RENT-A-CAR: FATTURATO SU CON MENO NOLEGGI

 In Bollettino, Noleggio

Il rent-a-car è riuscito a ribaltare in positivo la sua equazione di business, aumentando il giro d’affari dell’11% rispetto al pre-Covid a fronte di volumi inferiori del 14%. È questo il dato più rilevante del 22esimo Rapporto Aniasa. Per l’industria che più ha sofferto i due anni di lockdown del turismo la ripresa, oltre a presentare una domanda robusta e determinata a muoversi come e più di prima, ha incrociato la scarsità del prodotto auto. Questa fortunata combinazione ha messo gli operatori nella condizione di estrarre dal servizio di noleggio tutto il valore possibile, ossia far pagare il giusto. Che è la funzione sociale dell’impresa: creare ricchezza. Questa congiuntura ha permesso anche di ridurre la dipendenza del rent-a-car dai broker, che comprano/vendono il servizio un-tanto-al-chilo ma poi evaporano e, se sorge un problema al momento del noleggio, resta alla professionalità degli operatori il compito di fare i coperchi alle loro pentole scomposte. Ma il Rapporto pone anche una domanda: quanto il rent-a-car sia un business da città, nell’attuale modello di business station-based. Le stazioni di noleggio degli aeroporti sono il 17% del totale e ciascuna sviluppa in media 4,4 milioni di fatturato, contro i 650.000 euro di quelle di città, dove magari funzionerebbe meglio un’offerta tramite app, stile car sharing.

**Materiale fornito:**
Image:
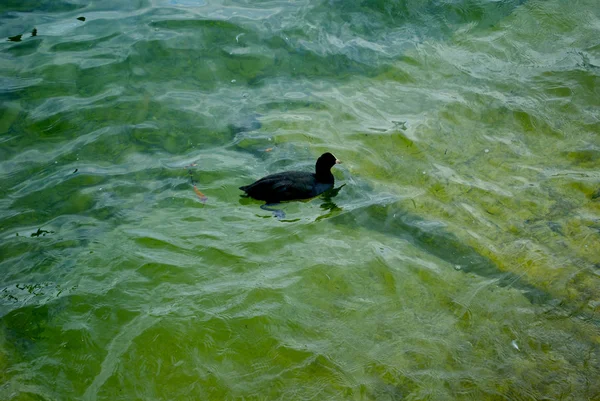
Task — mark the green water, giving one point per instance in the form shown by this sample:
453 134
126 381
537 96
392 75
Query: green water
460 261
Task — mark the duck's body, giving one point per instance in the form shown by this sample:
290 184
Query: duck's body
294 185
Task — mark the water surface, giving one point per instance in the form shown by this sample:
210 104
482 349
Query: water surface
460 261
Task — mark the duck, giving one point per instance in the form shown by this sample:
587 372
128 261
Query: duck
294 185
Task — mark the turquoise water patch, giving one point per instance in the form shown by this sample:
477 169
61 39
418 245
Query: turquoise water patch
458 258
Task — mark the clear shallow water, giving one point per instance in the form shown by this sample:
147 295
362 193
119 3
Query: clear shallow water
460 260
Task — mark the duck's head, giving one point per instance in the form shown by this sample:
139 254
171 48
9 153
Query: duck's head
325 162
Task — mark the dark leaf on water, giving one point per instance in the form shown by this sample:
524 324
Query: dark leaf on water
41 232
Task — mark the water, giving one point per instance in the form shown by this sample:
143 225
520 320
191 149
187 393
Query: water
460 261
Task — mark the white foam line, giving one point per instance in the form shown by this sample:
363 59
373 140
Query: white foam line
116 349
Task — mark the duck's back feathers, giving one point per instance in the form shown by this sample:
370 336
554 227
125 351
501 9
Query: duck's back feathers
287 186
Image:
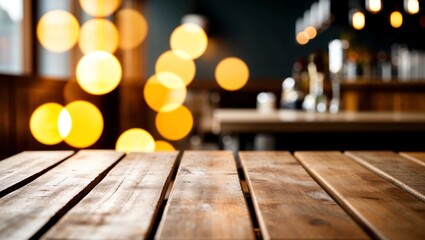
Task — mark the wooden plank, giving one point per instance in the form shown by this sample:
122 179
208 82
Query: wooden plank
124 204
28 211
206 201
18 170
385 210
418 157
289 204
404 173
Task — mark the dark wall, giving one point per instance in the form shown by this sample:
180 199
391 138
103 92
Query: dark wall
261 32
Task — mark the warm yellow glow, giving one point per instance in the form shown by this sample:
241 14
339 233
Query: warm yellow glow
100 8
64 123
176 63
373 6
411 6
302 38
163 146
87 124
135 140
98 34
174 125
58 31
231 73
311 32
396 19
189 38
132 27
164 92
99 72
358 20
44 123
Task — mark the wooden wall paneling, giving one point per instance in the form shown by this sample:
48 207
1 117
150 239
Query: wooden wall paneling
28 95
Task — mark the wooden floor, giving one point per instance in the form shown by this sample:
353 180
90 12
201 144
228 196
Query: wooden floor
103 194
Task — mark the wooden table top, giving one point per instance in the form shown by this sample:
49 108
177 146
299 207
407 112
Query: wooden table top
103 194
251 120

**Consegna:**
Rispondi alle domande sul brano sul rent-a-car, una per riga:
1. Come sono cambiati il giro d'affari e i volumi del rent-a-car rispetto al pre-Covid?
2. Quale quota del totale rappresentano le stazioni di noleggio degli aeroporti?
3. Quanto fattura in media una stazione di noleggio di città?

**Risultato:**
1. Il giro d'affari è aumentato dell'11%, mentre i volumi sono inferiori del 14%.
2. Il 17%.
3. 650.000 euro.